(Goal a):
Please extract the part of the gas price text that begins with the words "- Or, someone" and ends after the words "other fuel is.".

+++ Text block +++

Ken in Michigan says, "Dave, how do you feel about the gas price situation? I think it's just criminal and I can't believe the government lets it go on."

Well, um... I'm not happy that gas prices are high. Uh... I don't think it's criminal and I don't think it's the government's job to fix our lives. I think we make choices in the marketplace that cause these things to happen. And what will happen is: as gas prices go up, one of three things will happen.

- People will hold their nose and pay the price.
- Or, someone will come to the table with viable alternative fuels that are actually used and the gas people will wish they hadn't been so greedy because they will dry their own market up as people leave them for whatever the other fuel is.
- The third possibility is that it becomes so valuable or it becomes such an issue that the consumer suddenly says, "Well, I think some of the things Al Gore is screaming about, I'm not as concerned about, I want lower prices and so I want you to drill over here and over there: where I didn't want you to drill before and now I'm more concerned about gas prices than I am where you drill or what guppie is disturbed when you do drill."

And, you know... one of those three things will happen when gas prices go up. In other words, the government doesn't fix your life, Ken. And business charging more for something is not a crime. You choose whether you're going to interact with that business on that basis. We as a group of people choose. And if we don't like the way the oil companies behave we have to come up with other alternatives; and we will, we always have. We, the American people.

But it's not caused enough pain to push out new inventions or to push aside environmental concerns (whether they're valid or not is not the discussion), to create more drilling. And when that happens then, you know, that's what's goin' on.

+++ Materials provided +++

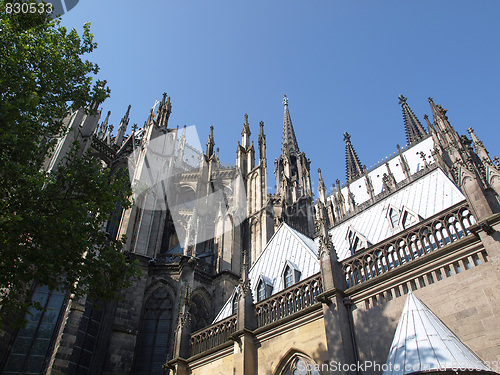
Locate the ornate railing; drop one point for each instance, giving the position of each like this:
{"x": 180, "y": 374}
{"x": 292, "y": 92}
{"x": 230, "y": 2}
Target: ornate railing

+++

(Goal b):
Rewrite the records with every "railing" changed to "balustrade" and nothing else altered, leaving out the pictures.

(Response a):
- Or, someone will come to the table with viable alternative fuels that are actually used and the gas people will wish they hadn't been so greedy because they will dry their own market up as people leave them for whatever the other fuel is.

(Response b):
Locate the ornate balustrade; drop one point for each instance, giving the position of each like this:
{"x": 180, "y": 374}
{"x": 292, "y": 92}
{"x": 230, "y": 2}
Target: ornate balustrade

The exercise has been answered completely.